After locating the line containing "Query: grass", transcribe that line and all following lines exactly, stopping only at the end of the records.

[Start of Attachment]

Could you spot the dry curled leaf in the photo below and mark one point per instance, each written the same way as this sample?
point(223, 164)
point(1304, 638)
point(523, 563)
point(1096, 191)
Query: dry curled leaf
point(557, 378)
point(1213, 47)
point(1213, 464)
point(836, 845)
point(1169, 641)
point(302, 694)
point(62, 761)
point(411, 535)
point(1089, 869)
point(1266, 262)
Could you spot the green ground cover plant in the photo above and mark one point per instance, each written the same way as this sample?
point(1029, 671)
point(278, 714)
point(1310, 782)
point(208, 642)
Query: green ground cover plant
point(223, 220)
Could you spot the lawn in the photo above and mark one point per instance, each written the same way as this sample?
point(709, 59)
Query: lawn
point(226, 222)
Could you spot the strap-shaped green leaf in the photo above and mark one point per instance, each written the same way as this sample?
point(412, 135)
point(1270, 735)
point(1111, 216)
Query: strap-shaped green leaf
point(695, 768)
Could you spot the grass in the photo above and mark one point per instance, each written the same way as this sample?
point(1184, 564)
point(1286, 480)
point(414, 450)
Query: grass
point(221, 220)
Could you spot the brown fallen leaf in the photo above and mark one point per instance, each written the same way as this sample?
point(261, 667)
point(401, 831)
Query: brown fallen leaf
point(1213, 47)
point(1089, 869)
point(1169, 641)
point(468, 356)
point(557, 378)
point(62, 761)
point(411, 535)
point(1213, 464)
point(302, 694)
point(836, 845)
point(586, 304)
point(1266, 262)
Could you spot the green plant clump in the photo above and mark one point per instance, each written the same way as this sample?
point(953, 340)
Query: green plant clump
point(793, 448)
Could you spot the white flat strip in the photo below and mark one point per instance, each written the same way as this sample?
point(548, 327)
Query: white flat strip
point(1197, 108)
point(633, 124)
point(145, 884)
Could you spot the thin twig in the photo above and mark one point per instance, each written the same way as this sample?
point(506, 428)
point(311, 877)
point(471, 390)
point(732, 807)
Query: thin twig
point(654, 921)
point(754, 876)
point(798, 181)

[End of Attachment]

**EXERCISE RESPONSE**
Query: grass
point(221, 220)
Could you spot the brown fallen leaf in the photo above and mark one point per instance, each written the same way as this sample?
point(261, 667)
point(401, 831)
Query: brown fallen leaf
point(1213, 47)
point(1089, 869)
point(1169, 641)
point(468, 356)
point(557, 378)
point(62, 761)
point(411, 535)
point(1213, 464)
point(302, 694)
point(836, 845)
point(586, 304)
point(1266, 262)
Could you spot the green plant clump in the photo above and mark one point per instance, each written the same way as this sample?
point(953, 340)
Query: green plant clump
point(793, 448)
Could you spot the white flat strip in the photo below and mark one point per instance, each written the same way as this sample?
point(548, 327)
Query: white flat strip
point(1197, 108)
point(633, 124)
point(145, 884)
Could you spot the thin twig in the photo above and mark one point per instance, each written the same way as this sample?
point(506, 428)
point(311, 877)
point(471, 390)
point(732, 807)
Query: thin twig
point(654, 921)
point(754, 876)
point(798, 181)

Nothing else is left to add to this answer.